# Magia General > Discusión general sobre ilusionismo >  Escuelas de magia

## Quiquefo

Saludos, me pregutaba si alguien de este foro sabe alguna escuela aparte de la de Ana Tamariz.
O si alguen sabe el precio completo de dicha escuela (Ana Tamariz), yo soy de Marbella (Málaga) pero no tengo inconveniente de marchar a Madrid a realizar el curso.

Gracias anticipadas

----------


## Marco Antonio

También se realizan cursos en la Sala Houdini, con Pablo Segóbriga. Está en la calle cruz del rayo, telf. 91 416 42 74 

Un saludo

----------


## Et3pok

Hola, te informo, en Sevilla hay una escuela de magia en la tienda magiacadabra, las imparte (creo) que pepe pedrosa, pero no estoy muy bien informado de ello, no se si es buena o mala, no te puedo solicitar mas datos. 

PD: Esto lo digo porque te pilla mas cerca

Gracias y Adios

----------


## Quiquefo

Muchas gracias, pero la lejania no es mi enemigo, por que en Madrid viven unos amigos de mi padres y no tendria inconveniente de acojerme, por eso en Sevilla estaria el tema de la estancia, pero muchas gracias por tu informacion.

----------


## Quiquefo

La de Houdini ya habia leido algo de ella. Gracias por el telefono
Si sabeis lso precios os agradezco que lo expongais.

■ QUÉ HACER:
A – Responde estas preguntas según el hilo del foro sobre escuelas de magia:
(i) ¿De qué ciudad dice ser quien abre el hilo?
(ii) ¿Con quién se realizan cursos en la Sala Houdini?
(iii) ¿En qué tienda de Sevilla hay una escuela de magia?
B – En el hilo del foro sobre escuelas de magia, sustituye "Sevilla" por "Granada" en el fragmento que se abre con las palabras que contienen "Muchas gracias, pero" y se cierra con "que lo expongais.".

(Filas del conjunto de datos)
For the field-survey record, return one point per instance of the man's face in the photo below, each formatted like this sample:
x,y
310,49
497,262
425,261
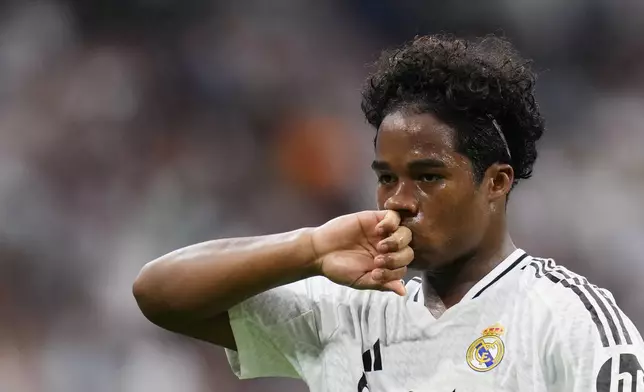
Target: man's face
x,y
421,176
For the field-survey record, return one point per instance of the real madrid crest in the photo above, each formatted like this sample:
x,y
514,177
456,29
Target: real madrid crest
x,y
487,351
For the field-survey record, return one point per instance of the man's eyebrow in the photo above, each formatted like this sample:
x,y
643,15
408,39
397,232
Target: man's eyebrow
x,y
418,164
380,166
427,163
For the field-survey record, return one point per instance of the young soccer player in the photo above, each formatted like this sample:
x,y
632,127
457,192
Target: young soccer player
x,y
456,125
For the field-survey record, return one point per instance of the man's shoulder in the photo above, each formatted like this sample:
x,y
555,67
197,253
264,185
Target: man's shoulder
x,y
560,289
575,304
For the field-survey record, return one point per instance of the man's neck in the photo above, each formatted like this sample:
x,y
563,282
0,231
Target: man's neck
x,y
445,288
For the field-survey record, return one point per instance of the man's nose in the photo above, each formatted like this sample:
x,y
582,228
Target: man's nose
x,y
403,201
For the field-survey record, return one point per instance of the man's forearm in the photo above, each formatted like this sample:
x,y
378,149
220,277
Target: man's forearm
x,y
206,279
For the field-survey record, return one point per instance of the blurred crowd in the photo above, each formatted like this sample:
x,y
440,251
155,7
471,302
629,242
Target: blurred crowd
x,y
131,128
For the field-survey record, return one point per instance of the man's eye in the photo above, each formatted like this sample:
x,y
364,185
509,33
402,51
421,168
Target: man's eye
x,y
386,179
429,177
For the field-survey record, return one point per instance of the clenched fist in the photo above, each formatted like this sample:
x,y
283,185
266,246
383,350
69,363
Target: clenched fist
x,y
365,250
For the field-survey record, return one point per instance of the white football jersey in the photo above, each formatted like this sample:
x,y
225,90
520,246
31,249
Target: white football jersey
x,y
529,325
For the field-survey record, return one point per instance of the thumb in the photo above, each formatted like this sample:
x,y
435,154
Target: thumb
x,y
396,286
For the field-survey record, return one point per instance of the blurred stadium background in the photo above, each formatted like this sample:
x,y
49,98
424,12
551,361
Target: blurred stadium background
x,y
132,127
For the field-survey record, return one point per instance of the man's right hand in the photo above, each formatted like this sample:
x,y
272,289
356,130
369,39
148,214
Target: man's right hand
x,y
366,250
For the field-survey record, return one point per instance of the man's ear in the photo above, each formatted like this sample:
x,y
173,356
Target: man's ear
x,y
498,178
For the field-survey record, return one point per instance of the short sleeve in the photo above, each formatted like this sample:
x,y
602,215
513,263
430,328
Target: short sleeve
x,y
277,332
598,349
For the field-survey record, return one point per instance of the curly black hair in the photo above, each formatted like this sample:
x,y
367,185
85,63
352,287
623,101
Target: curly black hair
x,y
470,85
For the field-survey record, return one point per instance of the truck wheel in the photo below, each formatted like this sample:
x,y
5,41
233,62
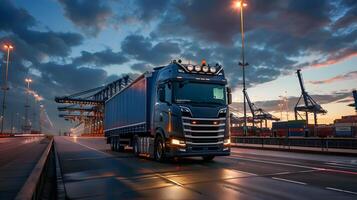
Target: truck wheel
x,y
207,158
159,149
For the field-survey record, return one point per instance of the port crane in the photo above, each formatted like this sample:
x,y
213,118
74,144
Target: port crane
x,y
258,114
354,92
87,107
309,104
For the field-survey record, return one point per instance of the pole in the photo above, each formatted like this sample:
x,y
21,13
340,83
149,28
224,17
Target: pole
x,y
5,88
287,106
27,106
11,124
243,64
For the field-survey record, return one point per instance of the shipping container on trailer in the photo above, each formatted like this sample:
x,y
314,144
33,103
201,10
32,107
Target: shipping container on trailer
x,y
176,110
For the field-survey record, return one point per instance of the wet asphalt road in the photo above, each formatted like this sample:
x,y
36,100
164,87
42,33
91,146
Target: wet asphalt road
x,y
18,157
91,171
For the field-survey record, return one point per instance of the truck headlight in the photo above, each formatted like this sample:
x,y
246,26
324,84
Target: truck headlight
x,y
212,69
190,67
178,142
205,68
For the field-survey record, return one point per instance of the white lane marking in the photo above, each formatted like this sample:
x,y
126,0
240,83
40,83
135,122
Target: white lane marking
x,y
243,172
341,164
287,180
283,173
275,163
339,190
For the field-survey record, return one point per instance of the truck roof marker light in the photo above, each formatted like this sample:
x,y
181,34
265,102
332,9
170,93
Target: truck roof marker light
x,y
205,68
203,62
212,69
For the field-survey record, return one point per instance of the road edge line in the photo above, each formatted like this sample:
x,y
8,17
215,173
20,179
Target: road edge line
x,y
289,181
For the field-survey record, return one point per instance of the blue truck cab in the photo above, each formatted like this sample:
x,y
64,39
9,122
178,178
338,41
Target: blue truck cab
x,y
178,110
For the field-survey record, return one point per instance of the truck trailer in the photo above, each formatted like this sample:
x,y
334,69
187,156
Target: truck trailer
x,y
178,110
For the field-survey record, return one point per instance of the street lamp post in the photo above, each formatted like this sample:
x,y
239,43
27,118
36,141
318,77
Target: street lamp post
x,y
240,5
27,106
8,47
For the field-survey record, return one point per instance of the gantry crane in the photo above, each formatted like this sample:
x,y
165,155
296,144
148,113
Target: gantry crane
x,y
87,106
354,92
258,114
309,106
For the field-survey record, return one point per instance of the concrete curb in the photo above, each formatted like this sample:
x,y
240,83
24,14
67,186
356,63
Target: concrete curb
x,y
61,190
29,188
294,149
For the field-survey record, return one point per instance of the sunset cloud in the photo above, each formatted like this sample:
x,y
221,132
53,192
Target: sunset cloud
x,y
348,76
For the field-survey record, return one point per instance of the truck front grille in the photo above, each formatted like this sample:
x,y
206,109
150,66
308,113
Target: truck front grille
x,y
204,131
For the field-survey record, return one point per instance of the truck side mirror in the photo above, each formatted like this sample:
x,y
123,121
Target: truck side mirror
x,y
162,94
229,95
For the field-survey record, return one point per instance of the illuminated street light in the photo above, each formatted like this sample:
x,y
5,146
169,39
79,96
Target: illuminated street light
x,y
8,48
27,106
28,81
240,5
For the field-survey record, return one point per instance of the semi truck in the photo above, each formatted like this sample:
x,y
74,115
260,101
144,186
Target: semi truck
x,y
178,110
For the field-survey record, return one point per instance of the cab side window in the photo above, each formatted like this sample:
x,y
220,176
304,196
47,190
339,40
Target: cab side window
x,y
168,92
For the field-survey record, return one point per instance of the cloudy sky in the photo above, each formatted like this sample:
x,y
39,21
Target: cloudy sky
x,y
67,46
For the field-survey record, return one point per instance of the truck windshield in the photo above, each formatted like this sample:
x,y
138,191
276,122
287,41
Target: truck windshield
x,y
190,92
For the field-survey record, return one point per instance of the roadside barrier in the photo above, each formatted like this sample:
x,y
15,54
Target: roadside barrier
x,y
323,143
35,183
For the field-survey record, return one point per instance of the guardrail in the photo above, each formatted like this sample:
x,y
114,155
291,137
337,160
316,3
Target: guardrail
x,y
35,183
324,143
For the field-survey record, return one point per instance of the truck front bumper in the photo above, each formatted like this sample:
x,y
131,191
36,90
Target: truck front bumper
x,y
197,150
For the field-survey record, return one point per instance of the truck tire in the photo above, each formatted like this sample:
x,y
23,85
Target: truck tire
x,y
207,158
159,149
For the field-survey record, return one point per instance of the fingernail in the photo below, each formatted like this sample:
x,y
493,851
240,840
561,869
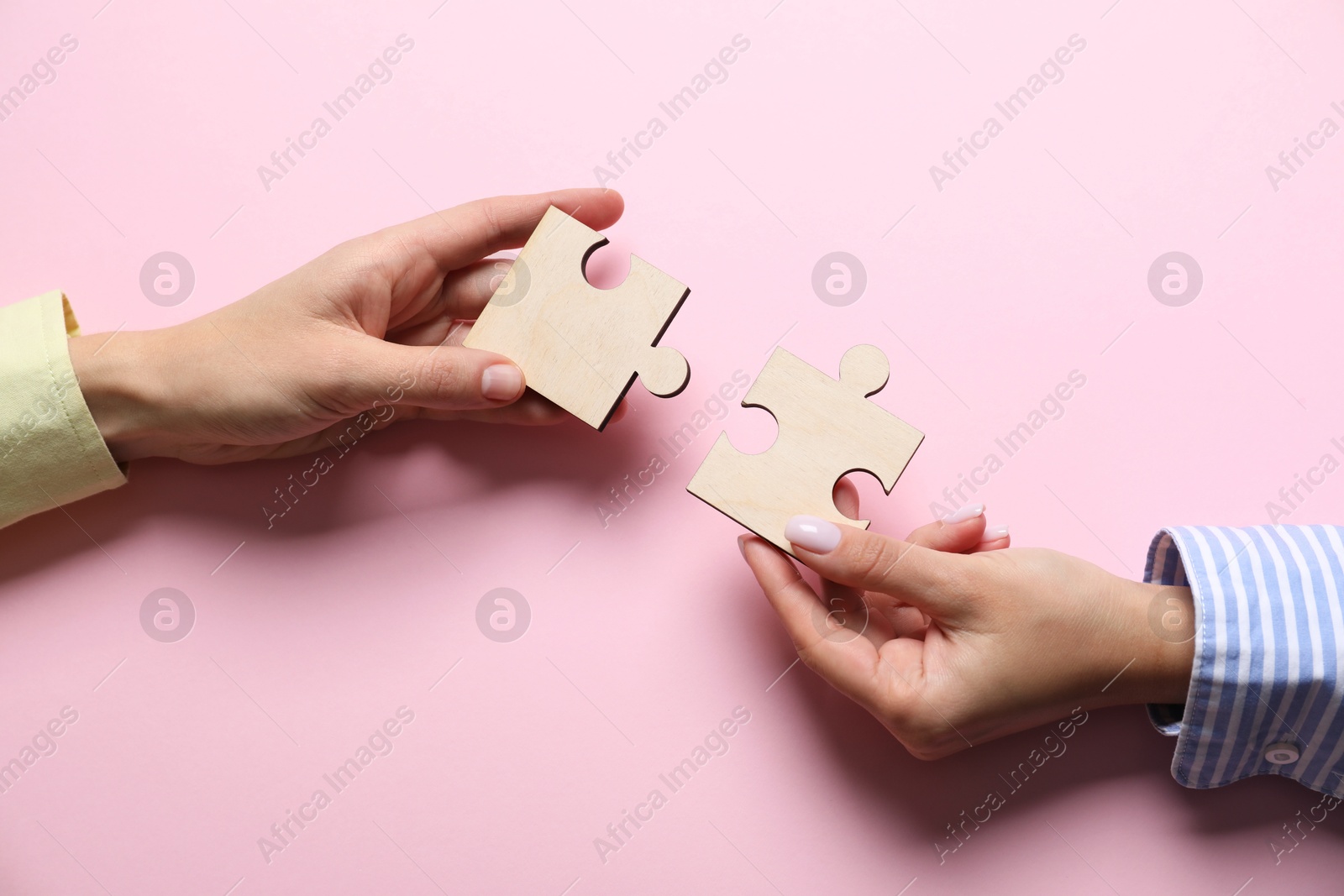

■ RESULTADOS:
A –
(i) Es de Marbella (Málaga).
(ii) Se realizan con Pablo Segóbriga.
(iii) Hay una en la tienda magiacadabra.

B –
Muchas gracias, pero la lejania no es mi enemigo, por que en Madrid viven unos amigos de mi padres y no tendria inconveniente de acojerme, por eso en Granada estaria el tema de la estancia, pero muchas gracias por tu informacion.

----------


## Quiquefo

La de Houdini ya habia leido algo de ella. Gracias por el telefono
Si sabeis lso precios os agradezco que lo expongais.